- Tasks to complete:
1: Using the passage on strength for a new year, answer these:
(a) Who is said to tell us that every good and perfect gift comes down from the Father of lights?
(b) What happened after the Lord's temptation?
(c) What happened during His agony in Gethsemane?
2: In the passage on strength for a new year, why does strength really come from God no matter how it reaches us? Explain in one to three sentences.
3: Write the next part of the passage on strength for a new year, picking up after its final sentence.

- Text passage:
BYM ONLINE DESK Jan 2019 Blessing E-magazine | Page 10
January 2019 | www.bymonline.org
S trength For A New Year
J. R. Miller
God has strength for us. How does His strength
come to us? It comes to us in many ways. James tells us
that every good and perfect gift comes down from the
Father of lights (Jas. 1:17). No matter, then, how the
strength comes to us, it really comes from God. We may
find it in a book, whose words as we read them warm the
heart and freshly inspire us for struggle or service. We
may find it in a friendship whose cheer and
companionship and helpfulness fill us with new courage
and hope. Far more than we understand, does God
strengthen us and bless us through human love. He hides
Himself in the lives of those who touch us with their
affection. He looks into our eyes through human eyes and
speaks into our ears through human lips. He gives power
to us in our faintness, and hope in our discouragement,
through the friends who come to us with their love and
cheer.
The Bible tells us a great deal about the ministry
of angels in the olden days. They came with their
encouragement to weary or struggling ones. After our
Lord's temptation, angels came and ministered to Him in
His faintness. In His agony in Gethsemane, an angel
appeared, strengthening Him. No doubt angels come now
to minister to us and strengthen us.

- Dataset rows about object locations:
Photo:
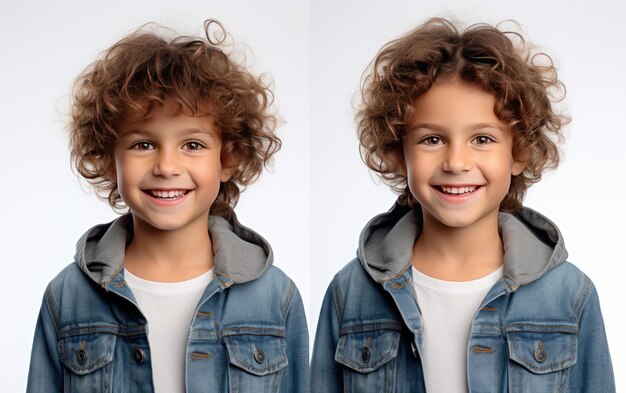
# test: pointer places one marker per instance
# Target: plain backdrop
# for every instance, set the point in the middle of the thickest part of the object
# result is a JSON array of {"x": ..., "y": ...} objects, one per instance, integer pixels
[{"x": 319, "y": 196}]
---
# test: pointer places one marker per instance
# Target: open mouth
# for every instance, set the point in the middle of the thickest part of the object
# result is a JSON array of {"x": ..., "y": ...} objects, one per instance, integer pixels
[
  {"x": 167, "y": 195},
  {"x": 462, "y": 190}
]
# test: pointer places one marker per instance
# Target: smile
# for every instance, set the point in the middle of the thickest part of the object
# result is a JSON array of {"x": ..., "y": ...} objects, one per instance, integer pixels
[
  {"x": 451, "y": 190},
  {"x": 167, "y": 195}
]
--
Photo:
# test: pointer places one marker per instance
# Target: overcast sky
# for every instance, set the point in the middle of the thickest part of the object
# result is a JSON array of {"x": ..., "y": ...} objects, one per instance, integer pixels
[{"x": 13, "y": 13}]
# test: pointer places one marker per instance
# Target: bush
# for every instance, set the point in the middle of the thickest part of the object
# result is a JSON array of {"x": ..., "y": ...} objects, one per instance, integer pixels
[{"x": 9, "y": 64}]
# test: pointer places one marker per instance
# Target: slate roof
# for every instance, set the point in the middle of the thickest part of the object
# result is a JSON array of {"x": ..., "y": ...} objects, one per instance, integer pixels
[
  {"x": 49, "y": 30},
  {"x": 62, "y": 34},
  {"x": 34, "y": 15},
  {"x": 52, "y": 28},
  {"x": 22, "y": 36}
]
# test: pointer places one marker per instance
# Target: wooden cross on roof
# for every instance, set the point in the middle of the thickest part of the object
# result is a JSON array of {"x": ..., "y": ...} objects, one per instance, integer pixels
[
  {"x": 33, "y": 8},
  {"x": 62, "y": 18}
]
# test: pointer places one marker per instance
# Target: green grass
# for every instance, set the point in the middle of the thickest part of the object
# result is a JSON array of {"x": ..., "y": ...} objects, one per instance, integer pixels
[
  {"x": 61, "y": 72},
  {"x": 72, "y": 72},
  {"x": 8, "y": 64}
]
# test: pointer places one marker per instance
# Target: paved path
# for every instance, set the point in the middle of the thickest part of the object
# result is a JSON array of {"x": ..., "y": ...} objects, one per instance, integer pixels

- Responses in order:
1:
(a) James (Jas. 1:17).
(b) Angels came and ministered to Him in His faintness.
(c) An angel appeared, strengthening Him.

2: James tells us that every good and perfect gift comes down from the Father of lights. So even when strength reaches us through a book or a friendship, its true source is God.

3:
Strength from God's Word
But God's strength is imparted in other ways. It
comes through His words. We are in sorrow, and, opening
our Bible we read the assurance of divine love, the promise
of the divine help and comfort that God is our Father, that
our sorrow is full of blessings, that all things work together
for good to God's child. As we read, and believe what we
read, and receive it as all for us, there comes into the soul a
new strength, a strange calmness, a holy peace, and we are
at once comforted.
Some days we are discouraged, overwrought,
vexed by cares, fretted by life's myriad distractions, weary
and faint from much burden-bearing. We sit down with
our Bible and God speaks to us in its words of cheer: “Let
not your heart be troubled” (John 14:27); “Fear not, for I
am with you” (Isa. 41:10); “Cast your burden upon the
Lord” (Psa. 55:22); “Peace I leave with you” (John
14:27); “My grace is sufficient for you” (2 Cor. 12:9); and
as we ponder the words, the weariness is gone; we feel that
we are growing strong; hope revives, courage returns.
One who reads the Bible as God's own Word, and hears
God's voice in its promises, assurances, commands, and
counsels, is continually strengthened by it.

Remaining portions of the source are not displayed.